WORKING DATA

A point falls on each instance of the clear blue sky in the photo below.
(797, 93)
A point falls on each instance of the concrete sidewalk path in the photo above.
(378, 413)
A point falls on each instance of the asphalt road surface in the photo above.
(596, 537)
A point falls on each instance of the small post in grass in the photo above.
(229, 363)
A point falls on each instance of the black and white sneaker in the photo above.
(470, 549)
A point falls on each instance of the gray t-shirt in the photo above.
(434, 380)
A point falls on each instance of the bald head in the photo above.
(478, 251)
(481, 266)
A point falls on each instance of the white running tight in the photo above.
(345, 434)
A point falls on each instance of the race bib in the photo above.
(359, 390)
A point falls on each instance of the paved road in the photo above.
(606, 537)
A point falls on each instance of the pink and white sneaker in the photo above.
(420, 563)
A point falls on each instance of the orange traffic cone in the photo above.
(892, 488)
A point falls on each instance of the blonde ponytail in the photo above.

WRITTEN INSTRUCTION
Switch "sneaker" to "running shoe" throughout the rows above, and write out all the rows again with nothing else changed.

WRITTEN SOLUTION
A point falls on each instance of the clear blue sky in the photo below.
(797, 93)
A point falls on each instance of the concrete sidewalk path in the photo above.
(378, 413)
A point falls on each instance of the asphalt road surface in the photo above.
(596, 537)
A point falls on each instance of the small post in grass in the photo above.
(229, 363)
A point falls on each instance of the black and white running shoe in the photo above.
(470, 549)
A point falls on each instance of the gray t-shirt in the photo above.
(434, 380)
A point falls on each instance of the bald head in the photo above.
(478, 251)
(481, 266)
A point falls on each instance of the white running tight in the photo above.
(345, 434)
A point falls on each instance of the race bib in the photo above.
(359, 390)
A point falls on each instance of the paved road in the photo above.
(606, 537)
A point falls on each instance of the pink and white running shoe in the photo above.
(420, 563)
A point falls on each instance of the orange traffic cone in the photo above.
(892, 488)
A point falls on each instance of the blonde ponytail in the photo above.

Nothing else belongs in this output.